- Aim of the exercise
Look over the listing below and tally the lines in which the word "face" turns up. Answer with the tally only.

==== Extracted entries

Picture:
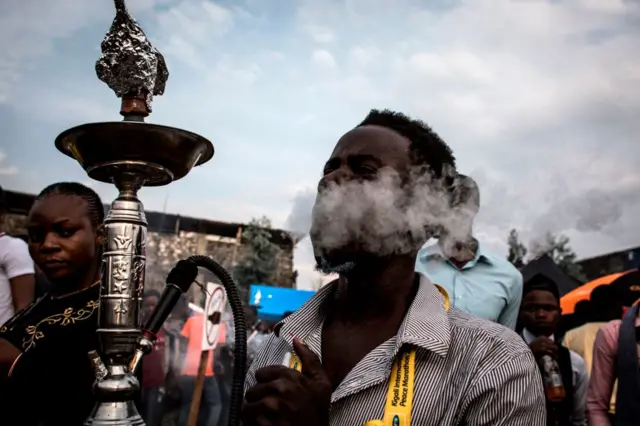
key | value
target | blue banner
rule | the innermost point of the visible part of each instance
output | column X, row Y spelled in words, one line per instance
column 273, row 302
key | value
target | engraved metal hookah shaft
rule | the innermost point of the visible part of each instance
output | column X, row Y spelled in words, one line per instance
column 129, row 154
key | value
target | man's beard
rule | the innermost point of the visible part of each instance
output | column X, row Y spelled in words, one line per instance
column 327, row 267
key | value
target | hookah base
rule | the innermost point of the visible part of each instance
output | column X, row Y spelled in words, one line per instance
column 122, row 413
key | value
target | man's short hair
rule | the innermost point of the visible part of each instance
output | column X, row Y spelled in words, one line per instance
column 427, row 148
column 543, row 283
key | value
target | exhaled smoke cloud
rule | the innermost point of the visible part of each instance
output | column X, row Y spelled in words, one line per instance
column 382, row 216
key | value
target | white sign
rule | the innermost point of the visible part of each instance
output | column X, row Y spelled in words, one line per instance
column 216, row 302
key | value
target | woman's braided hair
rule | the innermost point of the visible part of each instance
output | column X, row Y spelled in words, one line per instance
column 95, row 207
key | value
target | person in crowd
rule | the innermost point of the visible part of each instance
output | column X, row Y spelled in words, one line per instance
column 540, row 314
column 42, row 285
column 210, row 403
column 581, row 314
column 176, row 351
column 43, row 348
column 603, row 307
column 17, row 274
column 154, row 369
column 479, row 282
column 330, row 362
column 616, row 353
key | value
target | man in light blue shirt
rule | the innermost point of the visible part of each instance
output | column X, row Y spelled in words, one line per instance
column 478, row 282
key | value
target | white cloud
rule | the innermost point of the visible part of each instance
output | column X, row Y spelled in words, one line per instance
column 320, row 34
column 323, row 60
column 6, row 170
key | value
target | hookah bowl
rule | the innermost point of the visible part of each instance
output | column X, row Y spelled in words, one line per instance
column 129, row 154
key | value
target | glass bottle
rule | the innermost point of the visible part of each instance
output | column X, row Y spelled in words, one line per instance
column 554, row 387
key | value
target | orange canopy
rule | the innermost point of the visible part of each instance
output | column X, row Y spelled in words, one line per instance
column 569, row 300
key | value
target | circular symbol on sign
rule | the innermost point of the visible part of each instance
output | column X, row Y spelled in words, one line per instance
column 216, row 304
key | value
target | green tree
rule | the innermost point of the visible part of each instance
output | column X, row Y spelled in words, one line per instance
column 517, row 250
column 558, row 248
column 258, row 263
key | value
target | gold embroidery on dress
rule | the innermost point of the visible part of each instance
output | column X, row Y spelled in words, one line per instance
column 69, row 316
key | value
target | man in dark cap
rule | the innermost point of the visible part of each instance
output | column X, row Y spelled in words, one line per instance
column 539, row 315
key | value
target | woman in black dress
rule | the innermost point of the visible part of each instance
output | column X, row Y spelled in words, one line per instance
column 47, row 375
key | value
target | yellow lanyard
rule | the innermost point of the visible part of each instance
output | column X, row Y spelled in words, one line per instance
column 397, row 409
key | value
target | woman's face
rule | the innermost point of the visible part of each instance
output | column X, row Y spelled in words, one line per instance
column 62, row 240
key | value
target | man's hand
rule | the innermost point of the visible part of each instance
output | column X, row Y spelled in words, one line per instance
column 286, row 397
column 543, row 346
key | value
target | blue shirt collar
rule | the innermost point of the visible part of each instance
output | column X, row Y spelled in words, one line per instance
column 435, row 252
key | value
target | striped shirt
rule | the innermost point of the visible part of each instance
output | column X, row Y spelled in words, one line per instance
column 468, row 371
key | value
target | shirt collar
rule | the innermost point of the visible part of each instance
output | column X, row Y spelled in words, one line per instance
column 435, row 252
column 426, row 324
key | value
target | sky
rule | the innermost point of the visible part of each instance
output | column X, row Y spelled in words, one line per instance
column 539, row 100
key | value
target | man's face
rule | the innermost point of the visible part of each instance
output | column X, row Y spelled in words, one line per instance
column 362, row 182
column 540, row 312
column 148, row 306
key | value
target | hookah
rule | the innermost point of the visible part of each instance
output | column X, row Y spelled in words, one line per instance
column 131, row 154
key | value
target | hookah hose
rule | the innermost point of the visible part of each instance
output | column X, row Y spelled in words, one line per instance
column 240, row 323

========

- Answer to the exercise
2